Return each line of the records below that contains the word "dark", copied unchanged.

↓

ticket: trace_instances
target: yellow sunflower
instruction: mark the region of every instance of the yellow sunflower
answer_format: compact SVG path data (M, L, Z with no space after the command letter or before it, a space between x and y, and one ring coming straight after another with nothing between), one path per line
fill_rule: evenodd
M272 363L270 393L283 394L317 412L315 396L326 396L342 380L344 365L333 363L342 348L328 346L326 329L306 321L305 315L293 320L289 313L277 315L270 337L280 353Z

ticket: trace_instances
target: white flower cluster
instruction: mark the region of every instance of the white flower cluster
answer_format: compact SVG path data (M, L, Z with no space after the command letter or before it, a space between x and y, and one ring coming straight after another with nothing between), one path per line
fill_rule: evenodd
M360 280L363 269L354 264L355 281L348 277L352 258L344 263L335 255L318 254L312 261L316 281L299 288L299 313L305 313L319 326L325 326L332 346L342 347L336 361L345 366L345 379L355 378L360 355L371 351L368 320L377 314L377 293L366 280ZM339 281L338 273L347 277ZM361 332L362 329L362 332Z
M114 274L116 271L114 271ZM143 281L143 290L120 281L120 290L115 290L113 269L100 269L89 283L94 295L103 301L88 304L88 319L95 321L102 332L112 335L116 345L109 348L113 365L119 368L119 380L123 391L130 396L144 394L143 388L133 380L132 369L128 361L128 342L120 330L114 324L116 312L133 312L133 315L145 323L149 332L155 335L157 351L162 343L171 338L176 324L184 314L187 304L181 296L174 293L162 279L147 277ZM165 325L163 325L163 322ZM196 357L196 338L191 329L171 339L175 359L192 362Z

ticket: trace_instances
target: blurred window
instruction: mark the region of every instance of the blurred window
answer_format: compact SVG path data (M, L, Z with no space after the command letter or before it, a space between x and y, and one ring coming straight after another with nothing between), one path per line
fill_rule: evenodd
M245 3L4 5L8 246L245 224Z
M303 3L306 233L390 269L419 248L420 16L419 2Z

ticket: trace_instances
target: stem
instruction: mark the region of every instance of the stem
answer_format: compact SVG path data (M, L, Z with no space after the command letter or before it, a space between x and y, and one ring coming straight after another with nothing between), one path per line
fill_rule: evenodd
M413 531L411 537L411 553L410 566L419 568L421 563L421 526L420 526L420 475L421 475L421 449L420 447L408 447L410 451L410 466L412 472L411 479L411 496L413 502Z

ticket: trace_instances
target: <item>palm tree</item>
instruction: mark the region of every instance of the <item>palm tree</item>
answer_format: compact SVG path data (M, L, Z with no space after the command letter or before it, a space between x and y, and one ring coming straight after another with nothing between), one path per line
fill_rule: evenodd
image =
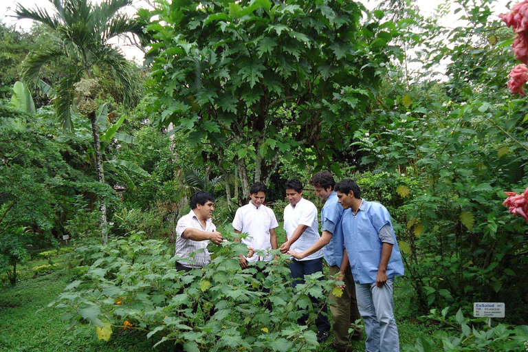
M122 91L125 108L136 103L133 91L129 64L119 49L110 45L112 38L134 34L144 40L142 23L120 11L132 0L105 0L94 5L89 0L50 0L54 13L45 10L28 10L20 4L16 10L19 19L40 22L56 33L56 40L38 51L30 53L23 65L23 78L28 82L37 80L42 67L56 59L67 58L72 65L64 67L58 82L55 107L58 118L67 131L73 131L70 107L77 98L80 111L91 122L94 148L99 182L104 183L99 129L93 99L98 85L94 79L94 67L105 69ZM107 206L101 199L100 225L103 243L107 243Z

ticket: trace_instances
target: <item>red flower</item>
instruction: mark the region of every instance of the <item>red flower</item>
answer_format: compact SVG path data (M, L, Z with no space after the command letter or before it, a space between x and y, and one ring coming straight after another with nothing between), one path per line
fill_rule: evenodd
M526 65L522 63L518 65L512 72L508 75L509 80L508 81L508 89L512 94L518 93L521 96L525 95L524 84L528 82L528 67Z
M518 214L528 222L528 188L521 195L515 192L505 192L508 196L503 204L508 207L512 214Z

↑
↓

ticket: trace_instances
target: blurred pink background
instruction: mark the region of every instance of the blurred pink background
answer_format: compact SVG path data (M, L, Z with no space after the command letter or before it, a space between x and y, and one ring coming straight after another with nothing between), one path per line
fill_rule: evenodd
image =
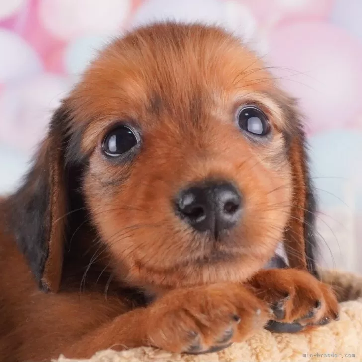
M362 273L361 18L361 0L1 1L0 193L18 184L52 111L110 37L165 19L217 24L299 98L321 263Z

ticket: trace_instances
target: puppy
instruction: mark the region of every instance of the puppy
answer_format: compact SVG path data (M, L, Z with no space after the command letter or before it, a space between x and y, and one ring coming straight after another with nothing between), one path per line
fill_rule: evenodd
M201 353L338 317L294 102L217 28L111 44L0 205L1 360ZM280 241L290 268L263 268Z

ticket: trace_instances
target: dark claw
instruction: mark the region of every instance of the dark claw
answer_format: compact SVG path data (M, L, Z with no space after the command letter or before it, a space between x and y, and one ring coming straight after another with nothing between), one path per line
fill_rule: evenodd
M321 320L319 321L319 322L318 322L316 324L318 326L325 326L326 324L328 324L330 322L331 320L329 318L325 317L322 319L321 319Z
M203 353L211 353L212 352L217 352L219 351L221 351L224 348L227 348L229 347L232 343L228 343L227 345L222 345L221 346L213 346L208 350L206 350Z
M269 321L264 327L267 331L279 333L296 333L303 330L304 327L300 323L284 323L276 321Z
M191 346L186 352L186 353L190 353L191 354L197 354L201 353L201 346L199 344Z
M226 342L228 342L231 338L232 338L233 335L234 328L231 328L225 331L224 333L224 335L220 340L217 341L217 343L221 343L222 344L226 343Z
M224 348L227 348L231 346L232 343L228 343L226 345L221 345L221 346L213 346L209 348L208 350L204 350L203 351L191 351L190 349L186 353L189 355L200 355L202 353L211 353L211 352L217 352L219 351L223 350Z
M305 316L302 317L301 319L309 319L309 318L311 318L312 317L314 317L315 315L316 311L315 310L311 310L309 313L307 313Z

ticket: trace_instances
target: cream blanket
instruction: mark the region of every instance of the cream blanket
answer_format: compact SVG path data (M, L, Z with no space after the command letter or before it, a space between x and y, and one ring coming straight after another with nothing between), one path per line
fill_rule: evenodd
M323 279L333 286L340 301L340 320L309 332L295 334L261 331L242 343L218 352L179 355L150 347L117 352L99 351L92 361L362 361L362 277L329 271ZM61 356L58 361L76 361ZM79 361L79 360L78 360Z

↑
↓

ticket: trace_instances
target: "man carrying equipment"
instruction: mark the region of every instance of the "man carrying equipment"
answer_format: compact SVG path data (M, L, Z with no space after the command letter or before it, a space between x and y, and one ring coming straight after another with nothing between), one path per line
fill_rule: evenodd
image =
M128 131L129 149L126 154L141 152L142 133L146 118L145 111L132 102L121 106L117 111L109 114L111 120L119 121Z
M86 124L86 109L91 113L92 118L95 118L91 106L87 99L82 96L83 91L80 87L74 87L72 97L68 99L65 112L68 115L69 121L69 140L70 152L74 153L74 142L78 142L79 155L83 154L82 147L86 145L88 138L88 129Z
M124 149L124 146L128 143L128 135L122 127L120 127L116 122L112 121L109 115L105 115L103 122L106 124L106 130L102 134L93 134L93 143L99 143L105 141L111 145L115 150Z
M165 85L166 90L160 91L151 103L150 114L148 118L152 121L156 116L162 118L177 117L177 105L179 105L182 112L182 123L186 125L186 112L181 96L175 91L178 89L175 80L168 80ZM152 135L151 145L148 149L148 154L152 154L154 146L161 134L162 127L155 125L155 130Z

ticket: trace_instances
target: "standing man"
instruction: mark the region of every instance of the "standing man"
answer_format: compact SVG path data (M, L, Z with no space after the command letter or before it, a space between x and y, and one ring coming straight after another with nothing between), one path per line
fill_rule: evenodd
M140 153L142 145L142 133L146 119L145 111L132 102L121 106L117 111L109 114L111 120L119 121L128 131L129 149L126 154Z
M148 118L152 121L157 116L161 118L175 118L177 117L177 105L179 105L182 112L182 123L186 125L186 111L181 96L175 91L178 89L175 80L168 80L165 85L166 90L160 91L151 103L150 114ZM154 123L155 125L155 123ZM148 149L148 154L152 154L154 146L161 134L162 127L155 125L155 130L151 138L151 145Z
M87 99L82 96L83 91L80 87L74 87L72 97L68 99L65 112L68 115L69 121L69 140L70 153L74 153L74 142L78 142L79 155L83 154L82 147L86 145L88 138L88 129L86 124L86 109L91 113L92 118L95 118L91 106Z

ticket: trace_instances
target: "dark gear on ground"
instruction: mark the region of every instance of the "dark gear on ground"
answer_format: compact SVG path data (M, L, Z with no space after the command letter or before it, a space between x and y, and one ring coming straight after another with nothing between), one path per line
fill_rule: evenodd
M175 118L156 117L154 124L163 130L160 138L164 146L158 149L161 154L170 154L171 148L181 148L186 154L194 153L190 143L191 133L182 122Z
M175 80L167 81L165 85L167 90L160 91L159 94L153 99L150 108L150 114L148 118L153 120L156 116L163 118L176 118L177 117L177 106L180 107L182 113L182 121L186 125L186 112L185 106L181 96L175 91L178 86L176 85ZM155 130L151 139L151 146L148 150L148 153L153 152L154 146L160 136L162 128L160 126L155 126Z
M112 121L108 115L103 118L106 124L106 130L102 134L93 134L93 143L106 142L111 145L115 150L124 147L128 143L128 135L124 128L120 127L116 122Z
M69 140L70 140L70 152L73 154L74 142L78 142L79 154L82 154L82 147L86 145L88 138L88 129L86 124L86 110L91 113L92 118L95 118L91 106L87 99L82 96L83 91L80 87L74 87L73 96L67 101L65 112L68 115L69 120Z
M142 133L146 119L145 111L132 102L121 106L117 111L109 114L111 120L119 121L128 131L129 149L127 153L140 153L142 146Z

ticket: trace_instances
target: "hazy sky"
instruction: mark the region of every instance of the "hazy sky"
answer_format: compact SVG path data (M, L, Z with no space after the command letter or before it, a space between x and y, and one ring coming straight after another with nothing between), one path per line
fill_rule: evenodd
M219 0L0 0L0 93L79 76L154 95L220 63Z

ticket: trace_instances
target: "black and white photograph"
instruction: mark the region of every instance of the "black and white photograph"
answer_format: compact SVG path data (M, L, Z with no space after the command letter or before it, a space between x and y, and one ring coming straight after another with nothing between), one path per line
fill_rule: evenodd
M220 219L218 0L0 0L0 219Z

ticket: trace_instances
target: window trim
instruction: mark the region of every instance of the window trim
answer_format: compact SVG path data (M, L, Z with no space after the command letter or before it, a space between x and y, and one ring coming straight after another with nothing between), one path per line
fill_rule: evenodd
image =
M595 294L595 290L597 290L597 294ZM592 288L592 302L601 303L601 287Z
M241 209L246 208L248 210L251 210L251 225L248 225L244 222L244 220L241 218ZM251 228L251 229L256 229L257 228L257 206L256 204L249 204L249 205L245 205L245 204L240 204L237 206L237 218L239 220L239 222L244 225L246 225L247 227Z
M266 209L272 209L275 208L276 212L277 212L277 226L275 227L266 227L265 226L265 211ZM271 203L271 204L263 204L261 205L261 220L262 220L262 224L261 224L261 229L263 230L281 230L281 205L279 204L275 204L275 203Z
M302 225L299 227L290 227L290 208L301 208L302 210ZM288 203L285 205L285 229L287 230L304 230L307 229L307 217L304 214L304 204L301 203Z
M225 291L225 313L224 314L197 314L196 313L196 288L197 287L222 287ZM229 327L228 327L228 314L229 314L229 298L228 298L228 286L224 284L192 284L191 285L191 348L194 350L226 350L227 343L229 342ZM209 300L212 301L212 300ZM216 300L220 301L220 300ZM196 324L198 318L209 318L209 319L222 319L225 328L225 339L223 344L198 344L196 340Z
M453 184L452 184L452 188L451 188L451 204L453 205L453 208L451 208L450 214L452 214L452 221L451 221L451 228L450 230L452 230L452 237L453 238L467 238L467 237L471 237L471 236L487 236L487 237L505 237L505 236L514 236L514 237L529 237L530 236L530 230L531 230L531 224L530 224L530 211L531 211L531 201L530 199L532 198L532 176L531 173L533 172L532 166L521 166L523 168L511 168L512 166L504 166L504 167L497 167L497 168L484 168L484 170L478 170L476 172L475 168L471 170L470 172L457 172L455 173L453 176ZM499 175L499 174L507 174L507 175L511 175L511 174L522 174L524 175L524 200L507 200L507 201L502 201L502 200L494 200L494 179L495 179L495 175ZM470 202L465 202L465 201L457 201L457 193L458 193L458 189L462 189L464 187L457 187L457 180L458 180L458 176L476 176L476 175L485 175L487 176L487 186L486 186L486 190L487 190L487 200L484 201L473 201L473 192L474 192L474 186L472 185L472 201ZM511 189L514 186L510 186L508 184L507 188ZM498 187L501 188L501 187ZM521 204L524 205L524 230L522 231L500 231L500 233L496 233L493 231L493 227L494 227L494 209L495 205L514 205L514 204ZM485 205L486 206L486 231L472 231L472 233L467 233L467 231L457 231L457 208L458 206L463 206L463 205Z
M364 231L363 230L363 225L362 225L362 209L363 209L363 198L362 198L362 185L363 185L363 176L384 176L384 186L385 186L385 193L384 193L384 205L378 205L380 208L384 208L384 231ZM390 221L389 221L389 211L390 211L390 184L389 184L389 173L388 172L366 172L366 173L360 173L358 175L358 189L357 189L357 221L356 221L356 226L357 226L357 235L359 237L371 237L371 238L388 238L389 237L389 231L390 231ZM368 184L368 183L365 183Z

↑

SOLUTION FOR THIS PROBLEM:
target: dark claw
instruction: mark the region of every instance of the dark claw
target: "dark gear on ground"
instruction: mark the region of every instance of the "dark gear on ground"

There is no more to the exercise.